═══ Exercise material
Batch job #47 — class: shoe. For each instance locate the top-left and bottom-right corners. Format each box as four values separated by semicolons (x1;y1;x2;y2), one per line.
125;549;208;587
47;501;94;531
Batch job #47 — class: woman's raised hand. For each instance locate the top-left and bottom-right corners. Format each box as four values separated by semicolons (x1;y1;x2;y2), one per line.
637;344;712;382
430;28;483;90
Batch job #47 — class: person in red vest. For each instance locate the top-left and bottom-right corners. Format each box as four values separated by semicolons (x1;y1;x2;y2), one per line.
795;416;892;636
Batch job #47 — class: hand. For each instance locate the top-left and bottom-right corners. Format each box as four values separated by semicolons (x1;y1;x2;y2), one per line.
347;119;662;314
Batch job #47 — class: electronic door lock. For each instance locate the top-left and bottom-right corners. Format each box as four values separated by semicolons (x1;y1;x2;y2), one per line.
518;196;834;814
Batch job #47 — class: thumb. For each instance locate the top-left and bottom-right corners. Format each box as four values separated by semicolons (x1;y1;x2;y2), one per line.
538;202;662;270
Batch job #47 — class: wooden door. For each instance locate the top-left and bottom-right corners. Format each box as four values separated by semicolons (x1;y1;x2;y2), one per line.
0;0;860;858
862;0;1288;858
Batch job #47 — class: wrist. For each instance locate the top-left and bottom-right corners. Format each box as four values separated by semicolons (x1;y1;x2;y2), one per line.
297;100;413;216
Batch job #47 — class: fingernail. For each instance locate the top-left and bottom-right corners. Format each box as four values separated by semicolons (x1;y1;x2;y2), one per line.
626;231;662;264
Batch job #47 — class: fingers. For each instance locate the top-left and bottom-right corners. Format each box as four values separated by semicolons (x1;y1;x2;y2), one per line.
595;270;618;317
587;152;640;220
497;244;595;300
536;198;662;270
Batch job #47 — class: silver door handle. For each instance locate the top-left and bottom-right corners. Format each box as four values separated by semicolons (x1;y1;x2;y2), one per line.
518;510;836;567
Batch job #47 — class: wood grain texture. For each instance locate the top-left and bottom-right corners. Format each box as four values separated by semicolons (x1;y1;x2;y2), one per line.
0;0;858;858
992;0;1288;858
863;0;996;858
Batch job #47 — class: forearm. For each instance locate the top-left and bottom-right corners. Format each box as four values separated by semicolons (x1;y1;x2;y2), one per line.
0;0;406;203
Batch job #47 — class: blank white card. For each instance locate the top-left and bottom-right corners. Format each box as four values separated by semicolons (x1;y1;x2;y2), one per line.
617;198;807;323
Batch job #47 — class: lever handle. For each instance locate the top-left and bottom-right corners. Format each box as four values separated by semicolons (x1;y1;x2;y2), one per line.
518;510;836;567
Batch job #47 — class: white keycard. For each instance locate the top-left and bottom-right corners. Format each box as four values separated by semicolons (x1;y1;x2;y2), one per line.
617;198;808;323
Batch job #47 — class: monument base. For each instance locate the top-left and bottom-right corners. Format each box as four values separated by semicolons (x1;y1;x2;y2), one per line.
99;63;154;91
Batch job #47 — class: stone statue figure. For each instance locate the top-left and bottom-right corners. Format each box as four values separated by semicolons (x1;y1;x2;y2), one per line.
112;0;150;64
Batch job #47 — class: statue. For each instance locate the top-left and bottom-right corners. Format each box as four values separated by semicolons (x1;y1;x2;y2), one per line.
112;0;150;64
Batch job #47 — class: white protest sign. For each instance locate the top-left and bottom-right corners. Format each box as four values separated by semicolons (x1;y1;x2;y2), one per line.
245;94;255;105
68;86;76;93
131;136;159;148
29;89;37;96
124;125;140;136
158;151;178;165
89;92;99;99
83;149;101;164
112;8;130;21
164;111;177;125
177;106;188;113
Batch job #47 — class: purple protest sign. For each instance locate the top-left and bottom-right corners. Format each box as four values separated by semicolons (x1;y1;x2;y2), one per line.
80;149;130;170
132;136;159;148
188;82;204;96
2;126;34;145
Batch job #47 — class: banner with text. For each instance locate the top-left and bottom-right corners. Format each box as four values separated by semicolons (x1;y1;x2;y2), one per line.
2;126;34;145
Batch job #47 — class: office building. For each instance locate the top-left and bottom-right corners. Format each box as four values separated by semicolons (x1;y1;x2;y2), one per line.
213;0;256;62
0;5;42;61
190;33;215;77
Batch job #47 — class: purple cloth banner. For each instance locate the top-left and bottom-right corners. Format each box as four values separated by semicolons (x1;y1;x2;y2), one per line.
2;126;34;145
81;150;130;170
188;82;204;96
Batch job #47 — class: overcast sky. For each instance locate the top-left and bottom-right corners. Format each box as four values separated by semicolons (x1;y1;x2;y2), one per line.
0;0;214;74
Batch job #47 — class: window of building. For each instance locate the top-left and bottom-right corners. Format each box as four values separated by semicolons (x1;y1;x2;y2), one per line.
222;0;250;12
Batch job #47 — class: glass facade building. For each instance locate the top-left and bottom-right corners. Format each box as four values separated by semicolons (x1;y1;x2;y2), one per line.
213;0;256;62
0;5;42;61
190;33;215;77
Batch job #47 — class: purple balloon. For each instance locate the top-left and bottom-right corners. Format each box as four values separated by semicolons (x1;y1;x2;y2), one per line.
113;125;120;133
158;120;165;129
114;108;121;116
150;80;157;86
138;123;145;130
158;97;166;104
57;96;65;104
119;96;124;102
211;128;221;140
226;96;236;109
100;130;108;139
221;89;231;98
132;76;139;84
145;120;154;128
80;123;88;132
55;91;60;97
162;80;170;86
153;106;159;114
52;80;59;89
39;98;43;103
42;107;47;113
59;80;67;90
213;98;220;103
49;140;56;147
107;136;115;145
══════
**Task**
Convert the listing, starting with the line that contains "Batch job #47 — class: window" and continuing through the line that contains "222;0;250;12", into a numbered list, omitting any blank lines.

**Correct output**
1. Batch job #47 — class: window of building. For each instance locate the top-left and bottom-right corners. Format each box as four values separated by semicolons (x1;y1;x2;y2), one per line.
2. 222;0;250;12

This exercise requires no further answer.